Reality check: This deployment process takes 4-8 hours the first time you do it. Everything will break at least twice. Keep the troubleshooting commands handy and don't try this on a Friday.

The cluster is deployed but not production-ready. You still need monitoring, alerting, backup verification, and about 50 other things that will break during your first real traffic spike.

Kubernetes Production Deployment FAQ

Q

Why does kubeadm init keep failing with "port 6443 already in use"?

A

Something's already running on that port. Nine times out of ten, it's a zombie kube-apiserver process from a previous failed installation attempt.

## Kill whatever's on port 6443
sudo ss -tulpn | grep :6443
sudo kill -9 <pid-from-above>

## Clean up previous kubeadm attempts  
sudo kubeadm reset -f
sudo rm -rf /etc/kubernetes /var/lib/etcd /var/lib/kubelet

## Start fresh
sudo kubeadm init --config=/etc/kubernetes/kubeadm-config.yaml

Don't just change the port - fix the underlying issue. Changing default ports breaks half the tooling that assumes 6443.

Q

My worker nodes won't join - they're stuck with "couldn't validate the identity of the API Server"

A

Your token expired. kubeadm tokens last 24 hours by default, which is just long enough to forget about them.

Material supplied:
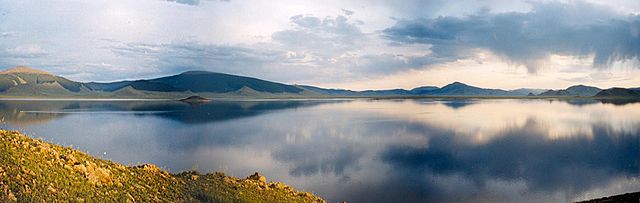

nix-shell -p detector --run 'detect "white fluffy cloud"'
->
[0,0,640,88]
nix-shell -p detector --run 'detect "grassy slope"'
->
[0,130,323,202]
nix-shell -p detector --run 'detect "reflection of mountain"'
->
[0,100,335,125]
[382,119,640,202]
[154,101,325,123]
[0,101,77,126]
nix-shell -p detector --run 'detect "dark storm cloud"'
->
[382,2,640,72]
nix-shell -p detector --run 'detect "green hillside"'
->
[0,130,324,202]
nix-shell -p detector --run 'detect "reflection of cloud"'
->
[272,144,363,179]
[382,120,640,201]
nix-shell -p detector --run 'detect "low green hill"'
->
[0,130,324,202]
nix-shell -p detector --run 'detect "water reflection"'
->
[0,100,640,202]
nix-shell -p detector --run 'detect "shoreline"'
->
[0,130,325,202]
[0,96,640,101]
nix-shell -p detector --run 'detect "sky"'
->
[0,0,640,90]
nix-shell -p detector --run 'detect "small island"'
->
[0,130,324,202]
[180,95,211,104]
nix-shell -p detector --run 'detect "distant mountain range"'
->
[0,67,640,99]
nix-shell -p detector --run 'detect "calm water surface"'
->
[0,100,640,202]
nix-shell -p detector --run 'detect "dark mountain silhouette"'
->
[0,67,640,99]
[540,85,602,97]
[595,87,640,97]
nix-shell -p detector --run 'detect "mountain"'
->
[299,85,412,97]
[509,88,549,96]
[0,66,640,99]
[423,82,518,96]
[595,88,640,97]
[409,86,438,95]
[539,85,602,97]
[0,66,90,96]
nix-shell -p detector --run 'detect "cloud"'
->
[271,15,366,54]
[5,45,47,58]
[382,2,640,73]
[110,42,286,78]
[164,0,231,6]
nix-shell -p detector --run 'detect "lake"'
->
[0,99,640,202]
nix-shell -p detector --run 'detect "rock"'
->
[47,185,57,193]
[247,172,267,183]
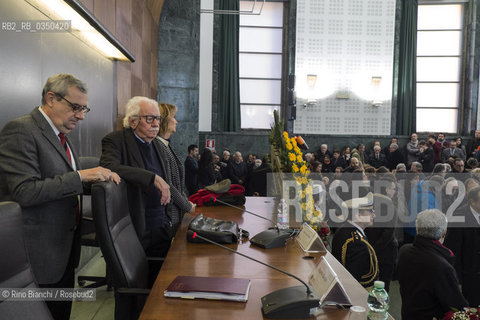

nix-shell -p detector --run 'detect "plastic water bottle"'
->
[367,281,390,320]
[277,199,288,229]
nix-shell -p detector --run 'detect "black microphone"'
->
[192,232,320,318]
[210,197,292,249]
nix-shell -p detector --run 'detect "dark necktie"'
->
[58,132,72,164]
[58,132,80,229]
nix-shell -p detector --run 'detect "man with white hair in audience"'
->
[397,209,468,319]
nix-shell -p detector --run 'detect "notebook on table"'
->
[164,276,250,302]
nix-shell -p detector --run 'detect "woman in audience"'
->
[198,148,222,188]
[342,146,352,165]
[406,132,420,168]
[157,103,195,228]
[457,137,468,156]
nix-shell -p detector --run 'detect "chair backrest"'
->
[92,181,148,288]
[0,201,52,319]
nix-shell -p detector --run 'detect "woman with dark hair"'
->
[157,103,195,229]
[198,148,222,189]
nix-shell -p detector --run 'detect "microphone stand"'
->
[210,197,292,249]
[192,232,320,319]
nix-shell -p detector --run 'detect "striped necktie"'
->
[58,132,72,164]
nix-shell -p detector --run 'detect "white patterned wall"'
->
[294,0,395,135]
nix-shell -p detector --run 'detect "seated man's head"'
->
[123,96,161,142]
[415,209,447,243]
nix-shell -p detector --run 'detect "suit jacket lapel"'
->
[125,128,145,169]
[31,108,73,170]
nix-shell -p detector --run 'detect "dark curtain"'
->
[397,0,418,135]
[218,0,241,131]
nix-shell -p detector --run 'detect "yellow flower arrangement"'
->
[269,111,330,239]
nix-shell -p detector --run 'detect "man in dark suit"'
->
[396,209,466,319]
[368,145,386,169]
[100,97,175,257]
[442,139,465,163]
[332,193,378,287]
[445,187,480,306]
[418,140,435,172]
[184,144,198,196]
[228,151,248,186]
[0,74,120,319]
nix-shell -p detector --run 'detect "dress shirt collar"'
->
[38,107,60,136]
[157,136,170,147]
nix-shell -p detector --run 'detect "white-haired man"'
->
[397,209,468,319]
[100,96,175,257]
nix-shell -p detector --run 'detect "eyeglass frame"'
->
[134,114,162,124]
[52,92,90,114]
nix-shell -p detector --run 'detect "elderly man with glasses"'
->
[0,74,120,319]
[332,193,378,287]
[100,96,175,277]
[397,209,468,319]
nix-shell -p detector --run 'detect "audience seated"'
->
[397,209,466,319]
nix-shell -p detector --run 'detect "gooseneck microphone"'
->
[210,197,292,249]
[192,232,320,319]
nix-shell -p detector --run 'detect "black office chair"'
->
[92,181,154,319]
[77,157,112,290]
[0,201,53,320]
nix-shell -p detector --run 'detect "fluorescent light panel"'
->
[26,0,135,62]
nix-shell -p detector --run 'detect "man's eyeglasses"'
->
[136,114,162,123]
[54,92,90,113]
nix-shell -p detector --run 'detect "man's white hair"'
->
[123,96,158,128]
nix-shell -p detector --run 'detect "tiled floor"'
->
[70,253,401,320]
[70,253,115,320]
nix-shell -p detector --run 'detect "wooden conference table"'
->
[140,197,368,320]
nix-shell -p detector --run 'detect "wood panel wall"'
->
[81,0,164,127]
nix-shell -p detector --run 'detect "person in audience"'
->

Set problem: Rewrite the Kubernetes FAQ starting at "## Start fresh" and ending at "that assumes 6443.", putting "root cause" in place of "underlying issue".

Task result:
## Start fresh
sudo kubeadm init --config=/etc/kubernetes/kubeadm-config.yaml

Don't just change the port - fix the root cause. Changing default ports breaks half the tooling that assumes 6443.